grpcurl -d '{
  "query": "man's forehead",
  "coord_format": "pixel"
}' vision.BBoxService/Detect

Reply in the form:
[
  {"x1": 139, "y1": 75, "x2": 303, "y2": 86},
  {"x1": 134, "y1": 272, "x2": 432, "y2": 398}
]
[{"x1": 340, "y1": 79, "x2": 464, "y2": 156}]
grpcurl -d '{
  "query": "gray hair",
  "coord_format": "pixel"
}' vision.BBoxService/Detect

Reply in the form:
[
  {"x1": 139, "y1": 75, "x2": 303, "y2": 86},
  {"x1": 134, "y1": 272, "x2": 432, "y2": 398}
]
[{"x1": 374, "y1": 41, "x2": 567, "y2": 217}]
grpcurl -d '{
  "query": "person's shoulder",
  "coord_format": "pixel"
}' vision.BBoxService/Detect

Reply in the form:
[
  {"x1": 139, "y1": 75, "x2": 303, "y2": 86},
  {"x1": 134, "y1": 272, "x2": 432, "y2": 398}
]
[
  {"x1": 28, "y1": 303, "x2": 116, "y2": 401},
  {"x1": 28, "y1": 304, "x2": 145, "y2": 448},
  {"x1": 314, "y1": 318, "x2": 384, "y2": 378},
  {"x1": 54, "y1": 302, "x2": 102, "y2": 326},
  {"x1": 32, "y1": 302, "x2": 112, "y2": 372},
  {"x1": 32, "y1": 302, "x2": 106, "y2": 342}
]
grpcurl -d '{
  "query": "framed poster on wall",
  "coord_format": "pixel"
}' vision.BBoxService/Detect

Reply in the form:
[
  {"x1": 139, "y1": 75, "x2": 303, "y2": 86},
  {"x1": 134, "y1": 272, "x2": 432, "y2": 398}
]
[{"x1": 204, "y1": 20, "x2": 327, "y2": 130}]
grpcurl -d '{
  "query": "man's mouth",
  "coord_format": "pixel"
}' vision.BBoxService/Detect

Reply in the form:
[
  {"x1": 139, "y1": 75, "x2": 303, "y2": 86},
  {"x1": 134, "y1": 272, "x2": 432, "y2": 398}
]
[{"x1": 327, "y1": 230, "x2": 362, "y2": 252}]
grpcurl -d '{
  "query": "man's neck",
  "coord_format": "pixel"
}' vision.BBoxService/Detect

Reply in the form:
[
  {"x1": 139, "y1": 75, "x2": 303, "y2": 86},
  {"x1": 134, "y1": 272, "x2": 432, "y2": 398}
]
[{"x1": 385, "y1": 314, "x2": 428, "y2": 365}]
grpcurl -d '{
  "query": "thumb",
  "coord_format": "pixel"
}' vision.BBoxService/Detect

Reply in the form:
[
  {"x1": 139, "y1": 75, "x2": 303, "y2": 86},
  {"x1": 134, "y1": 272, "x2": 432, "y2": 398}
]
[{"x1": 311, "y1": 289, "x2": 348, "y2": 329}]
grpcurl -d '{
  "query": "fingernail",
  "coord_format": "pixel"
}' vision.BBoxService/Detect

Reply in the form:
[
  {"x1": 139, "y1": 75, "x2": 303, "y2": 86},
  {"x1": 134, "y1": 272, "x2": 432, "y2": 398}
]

※ ※ ※

** TASK ITEM **
Repeat each of the entries exactly.

** ANSWER SPACE **
grpcurl -d '{
  "query": "man's forehead",
  "coord_format": "pixel"
}' vision.BBoxService/Detect

Reply in the form:
[
  {"x1": 139, "y1": 75, "x2": 303, "y2": 86},
  {"x1": 134, "y1": 272, "x2": 432, "y2": 398}
]
[{"x1": 340, "y1": 79, "x2": 464, "y2": 156}]
grpcurl -d '{
  "query": "gray hair",
  "coord_format": "pixel"
}' vision.BBoxService/Detect

Reply in the form:
[
  {"x1": 139, "y1": 75, "x2": 303, "y2": 86},
  {"x1": 134, "y1": 272, "x2": 432, "y2": 398}
]
[{"x1": 374, "y1": 41, "x2": 567, "y2": 217}]
grpcurl -d '{
  "query": "person's shoulder",
  "coord_format": "pixel"
}' vision.BBoxService/Detect

Reply in the form:
[
  {"x1": 139, "y1": 75, "x2": 303, "y2": 86},
  {"x1": 134, "y1": 272, "x2": 432, "y2": 398}
]
[
  {"x1": 28, "y1": 303, "x2": 116, "y2": 401},
  {"x1": 28, "y1": 304, "x2": 145, "y2": 448},
  {"x1": 314, "y1": 318, "x2": 384, "y2": 378},
  {"x1": 54, "y1": 302, "x2": 102, "y2": 326},
  {"x1": 32, "y1": 302, "x2": 112, "y2": 372},
  {"x1": 32, "y1": 302, "x2": 106, "y2": 342}
]
grpcurl -d '{
  "query": "framed poster on wall",
  "coord_format": "pixel"
}' vision.BBoxService/Detect

Reply in the form:
[
  {"x1": 139, "y1": 75, "x2": 303, "y2": 86},
  {"x1": 134, "y1": 272, "x2": 432, "y2": 398}
]
[{"x1": 204, "y1": 20, "x2": 327, "y2": 130}]
grpcurl -d '{
  "query": "man's mouth",
  "coord_format": "pixel"
}' vision.BBoxService/Detect

Reply in the form:
[
  {"x1": 139, "y1": 75, "x2": 303, "y2": 86},
  {"x1": 134, "y1": 272, "x2": 432, "y2": 398}
]
[{"x1": 327, "y1": 230, "x2": 362, "y2": 252}]
grpcurl -d '{
  "query": "man's neck",
  "coord_format": "pixel"
}' vision.BBoxService/Detect

Reply in the form:
[
  {"x1": 139, "y1": 75, "x2": 303, "y2": 86},
  {"x1": 134, "y1": 272, "x2": 432, "y2": 398}
]
[{"x1": 385, "y1": 314, "x2": 428, "y2": 365}]
grpcurl -d '{
  "query": "thumb",
  "coord_format": "pixel"
}' vision.BBoxService/Detect

Reply in the form:
[
  {"x1": 139, "y1": 75, "x2": 303, "y2": 86},
  {"x1": 134, "y1": 272, "x2": 432, "y2": 398}
]
[{"x1": 311, "y1": 289, "x2": 348, "y2": 329}]
grpcurl -d '{
  "query": "fingernail",
  "coord_format": "pixel"
}' vision.BBoxService/Detect

Reply in the form:
[
  {"x1": 139, "y1": 75, "x2": 303, "y2": 86},
  {"x1": 134, "y1": 272, "x2": 432, "y2": 398}
]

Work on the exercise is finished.